§ Exercise: The whole answer is the data below, retyped exactly.

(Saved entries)
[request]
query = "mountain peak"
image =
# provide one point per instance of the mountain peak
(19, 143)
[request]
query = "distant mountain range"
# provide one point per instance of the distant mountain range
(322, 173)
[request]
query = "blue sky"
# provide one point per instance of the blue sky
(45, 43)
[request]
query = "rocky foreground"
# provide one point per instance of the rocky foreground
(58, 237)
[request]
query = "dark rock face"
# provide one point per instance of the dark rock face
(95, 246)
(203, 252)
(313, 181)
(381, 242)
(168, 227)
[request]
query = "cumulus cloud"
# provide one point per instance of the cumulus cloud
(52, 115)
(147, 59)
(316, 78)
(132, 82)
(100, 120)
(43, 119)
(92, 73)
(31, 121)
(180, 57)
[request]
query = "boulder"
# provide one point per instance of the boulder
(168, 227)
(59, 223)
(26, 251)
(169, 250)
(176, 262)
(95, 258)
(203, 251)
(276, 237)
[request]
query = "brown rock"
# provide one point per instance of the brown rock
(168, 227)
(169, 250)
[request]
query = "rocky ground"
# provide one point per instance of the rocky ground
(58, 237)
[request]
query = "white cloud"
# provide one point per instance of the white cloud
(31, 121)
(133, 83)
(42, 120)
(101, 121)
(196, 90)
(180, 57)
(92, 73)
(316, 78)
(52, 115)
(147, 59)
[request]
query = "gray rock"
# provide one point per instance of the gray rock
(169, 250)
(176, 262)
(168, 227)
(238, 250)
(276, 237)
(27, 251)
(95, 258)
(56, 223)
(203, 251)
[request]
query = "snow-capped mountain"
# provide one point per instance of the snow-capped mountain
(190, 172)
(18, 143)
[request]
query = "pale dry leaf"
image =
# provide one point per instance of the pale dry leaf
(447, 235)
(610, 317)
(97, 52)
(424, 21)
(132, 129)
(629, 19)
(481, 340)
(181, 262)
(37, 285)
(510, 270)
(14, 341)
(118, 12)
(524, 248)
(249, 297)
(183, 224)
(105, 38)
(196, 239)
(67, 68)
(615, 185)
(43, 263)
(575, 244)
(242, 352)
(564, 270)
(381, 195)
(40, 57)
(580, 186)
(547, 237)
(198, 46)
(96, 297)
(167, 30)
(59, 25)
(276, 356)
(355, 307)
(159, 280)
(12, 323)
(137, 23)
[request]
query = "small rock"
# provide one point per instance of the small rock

§ Answer for this exercise:
[request]
query = "mountain peak"
image =
# provide one point per instance of the mountain peak
(19, 143)
[request]
query = "distant mountain range"
# provide one point per instance of the distant mountain range
(322, 173)
[request]
query = "blue sky"
# provide one point per instance of the blue sky
(45, 43)
[request]
query = "rocky foreground"
# provide one point per instance of the rocky foreground
(58, 237)
[request]
query = "dark rock face"
# provide one point per instance of the dark rock face
(95, 246)
(203, 252)
(313, 181)
(381, 242)
(168, 227)
[request]
query = "cumulus cloud"
# provide one point per instance of the cumulus cloud
(52, 115)
(147, 59)
(316, 78)
(132, 82)
(100, 120)
(43, 119)
(92, 73)
(31, 121)
(180, 57)
[request]
query = "boulder"
# provide one point per instance of the boulder
(168, 227)
(59, 223)
(26, 251)
(169, 250)
(176, 262)
(95, 258)
(203, 251)
(276, 237)
[request]
query = "brown rock"
# provide one point per instance of the brown rock
(168, 227)
(169, 250)
[request]
query = "rocky ground"
# provide one point per instance of the rocky ground
(58, 237)
[request]
query = "white cloud"
# provide one point per instance of the white cloud
(31, 121)
(133, 83)
(42, 120)
(101, 121)
(196, 90)
(180, 57)
(92, 73)
(316, 78)
(52, 115)
(147, 59)
[request]
query = "gray rock"
# provide one point per instance of the gray rock
(169, 250)
(176, 262)
(168, 227)
(238, 250)
(276, 237)
(27, 251)
(95, 258)
(56, 223)
(203, 251)
[request]
query = "snow-capped mountain"
# provide one point per instance of the snow-capped mountain
(190, 172)
(18, 143)
[request]
query = "pale dry leaf"
image =
# provide one point per instance of the pale dry leaf
(447, 235)
(610, 317)
(97, 52)
(424, 21)
(132, 129)
(629, 19)
(481, 340)
(181, 262)
(37, 285)
(510, 270)
(14, 341)
(118, 12)
(524, 248)
(249, 297)
(183, 224)
(105, 38)
(196, 239)
(67, 68)
(615, 185)
(43, 263)
(575, 244)
(242, 352)
(564, 270)
(381, 195)
(40, 57)
(580, 186)
(547, 237)
(198, 46)
(96, 297)
(167, 30)
(59, 25)
(276, 356)
(355, 307)
(159, 280)
(12, 323)
(137, 23)
[request]
query = "small rock"
# provide one point per instance of the small rock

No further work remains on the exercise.